Work required
Retype all of the records precisely.

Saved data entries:
····················
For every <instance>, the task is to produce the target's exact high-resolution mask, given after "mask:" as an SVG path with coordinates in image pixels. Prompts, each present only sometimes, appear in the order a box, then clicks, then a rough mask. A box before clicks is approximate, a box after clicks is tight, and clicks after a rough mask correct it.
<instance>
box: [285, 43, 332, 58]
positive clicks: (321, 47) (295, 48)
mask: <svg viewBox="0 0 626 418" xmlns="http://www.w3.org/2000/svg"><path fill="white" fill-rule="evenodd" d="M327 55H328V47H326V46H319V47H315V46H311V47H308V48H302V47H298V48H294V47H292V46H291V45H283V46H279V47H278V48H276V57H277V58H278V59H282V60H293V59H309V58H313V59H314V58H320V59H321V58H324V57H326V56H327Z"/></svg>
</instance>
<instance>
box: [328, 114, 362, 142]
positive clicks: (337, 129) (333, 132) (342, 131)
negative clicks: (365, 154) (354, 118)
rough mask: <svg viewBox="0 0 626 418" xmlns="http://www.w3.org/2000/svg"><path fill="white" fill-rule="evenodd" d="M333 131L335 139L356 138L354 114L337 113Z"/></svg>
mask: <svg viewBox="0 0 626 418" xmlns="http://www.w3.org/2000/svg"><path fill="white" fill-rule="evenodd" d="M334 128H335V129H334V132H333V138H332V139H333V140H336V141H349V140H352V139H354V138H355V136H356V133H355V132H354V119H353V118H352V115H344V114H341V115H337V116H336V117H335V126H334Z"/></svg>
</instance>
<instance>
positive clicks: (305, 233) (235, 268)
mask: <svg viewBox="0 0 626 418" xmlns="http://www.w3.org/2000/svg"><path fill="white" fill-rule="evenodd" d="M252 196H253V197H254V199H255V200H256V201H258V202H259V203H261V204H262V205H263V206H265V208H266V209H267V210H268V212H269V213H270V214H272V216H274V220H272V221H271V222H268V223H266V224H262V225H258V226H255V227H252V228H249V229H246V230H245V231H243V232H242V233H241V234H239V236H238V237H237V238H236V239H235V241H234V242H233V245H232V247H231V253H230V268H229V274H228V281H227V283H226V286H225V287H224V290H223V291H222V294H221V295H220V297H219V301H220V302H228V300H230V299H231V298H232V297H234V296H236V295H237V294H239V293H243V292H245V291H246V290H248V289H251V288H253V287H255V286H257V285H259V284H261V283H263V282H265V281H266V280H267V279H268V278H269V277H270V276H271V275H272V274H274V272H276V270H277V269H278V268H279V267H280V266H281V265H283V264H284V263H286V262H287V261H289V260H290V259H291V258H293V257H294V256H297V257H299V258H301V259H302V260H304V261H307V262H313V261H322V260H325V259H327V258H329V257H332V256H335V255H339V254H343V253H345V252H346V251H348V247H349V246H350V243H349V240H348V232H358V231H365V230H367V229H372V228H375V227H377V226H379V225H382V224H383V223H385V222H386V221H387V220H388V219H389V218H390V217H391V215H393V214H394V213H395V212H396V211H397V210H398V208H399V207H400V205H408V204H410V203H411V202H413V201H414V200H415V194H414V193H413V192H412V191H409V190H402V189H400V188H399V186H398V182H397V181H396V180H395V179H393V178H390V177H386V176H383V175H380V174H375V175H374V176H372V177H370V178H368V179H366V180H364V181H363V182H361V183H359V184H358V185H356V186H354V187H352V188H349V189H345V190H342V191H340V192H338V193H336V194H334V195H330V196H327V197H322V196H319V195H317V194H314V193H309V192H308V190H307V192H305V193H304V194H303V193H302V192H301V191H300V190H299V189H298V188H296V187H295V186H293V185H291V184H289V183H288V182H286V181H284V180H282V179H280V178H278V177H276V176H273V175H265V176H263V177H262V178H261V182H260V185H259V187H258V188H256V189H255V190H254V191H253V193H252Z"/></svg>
····················
Your solution
For every <instance>, the task is to produce the target's exact high-resolution mask, given after "mask:" as an SVG path with coordinates in image pixels. Prompts, each present only sometimes, appear in the order a box, then clicks, then a rough mask. A box before clicks is approximate, a box after clicks is tight, and clicks after a rough mask correct it.
<instance>
box: [285, 43, 332, 58]
positive clicks: (321, 47) (295, 48)
mask: <svg viewBox="0 0 626 418" xmlns="http://www.w3.org/2000/svg"><path fill="white" fill-rule="evenodd" d="M327 55H328V47H326V46H319V47H315V46H311V47H308V48H302V47H298V48H294V47H292V46H291V45H283V46H279V47H278V48H276V57H277V58H278V59H282V60H293V59H309V58H313V59H314V58H320V59H321V58H324V57H326V56H327Z"/></svg>
</instance>
<instance>
box: [328, 114, 362, 142]
positive clicks: (337, 129) (333, 132) (342, 131)
negative clicks: (365, 154) (354, 118)
rough mask: <svg viewBox="0 0 626 418" xmlns="http://www.w3.org/2000/svg"><path fill="white" fill-rule="evenodd" d="M333 131L335 139L356 138L354 114L337 113Z"/></svg>
mask: <svg viewBox="0 0 626 418" xmlns="http://www.w3.org/2000/svg"><path fill="white" fill-rule="evenodd" d="M334 128H335V129H334V132H333V138H332V139H333V140H336V141H349V140H352V139H354V138H355V136H356V133H355V132H354V119H353V118H352V115H344V114H341V115H337V116H336V117H335V126H334Z"/></svg>
</instance>
<instance>
positive clicks: (305, 233) (235, 268)
mask: <svg viewBox="0 0 626 418" xmlns="http://www.w3.org/2000/svg"><path fill="white" fill-rule="evenodd" d="M252 196H253V197H254V199H255V200H256V201H258V202H259V203H261V204H262V205H263V206H265V208H266V209H267V210H268V212H269V213H270V214H272V216H274V220H272V221H271V222H268V223H266V224H262V225H258V226H255V227H252V228H249V229H246V230H245V231H243V232H242V233H241V234H239V236H238V237H237V238H236V239H235V241H234V242H233V245H232V247H231V253H230V268H229V274H228V281H227V283H226V286H225V287H224V290H223V291H222V294H221V295H220V297H219V301H220V302H228V300H230V299H231V298H232V297H234V296H236V295H237V294H239V293H243V292H245V291H246V290H248V289H251V288H253V287H255V286H257V285H259V284H261V283H263V282H265V281H266V280H267V279H268V278H269V277H270V276H271V275H272V274H274V272H276V270H277V269H278V268H279V267H280V266H281V265H283V264H284V263H286V262H287V261H289V260H290V259H291V258H293V257H294V256H297V257H299V258H301V259H302V260H304V261H307V262H313V261H322V260H325V259H327V258H329V257H332V256H335V255H339V254H343V253H345V252H346V251H348V247H349V246H350V243H349V240H348V232H358V231H365V230H367V229H372V228H375V227H377V226H379V225H382V224H383V223H385V222H386V221H387V220H388V219H389V218H390V217H391V215H393V214H394V213H395V212H396V211H397V210H398V208H399V207H400V205H408V204H410V203H411V202H413V201H414V200H415V194H414V193H413V192H412V191H409V190H402V189H400V188H399V186H398V182H397V181H396V180H395V179H393V178H390V177H386V176H383V175H380V174H375V175H374V176H372V177H370V178H368V179H366V180H364V181H363V182H361V183H359V184H358V185H356V186H354V187H352V188H349V189H345V190H342V191H340V192H338V193H336V194H334V195H330V196H327V197H322V196H319V195H317V194H314V193H309V192H308V190H307V192H305V193H304V194H303V193H302V192H301V191H300V190H299V189H298V188H296V187H295V186H293V185H291V184H289V183H288V182H286V181H284V180H282V179H280V178H278V177H276V176H273V175H265V176H263V177H262V178H261V182H260V185H259V187H258V188H256V189H255V190H254V191H253V193H252Z"/></svg>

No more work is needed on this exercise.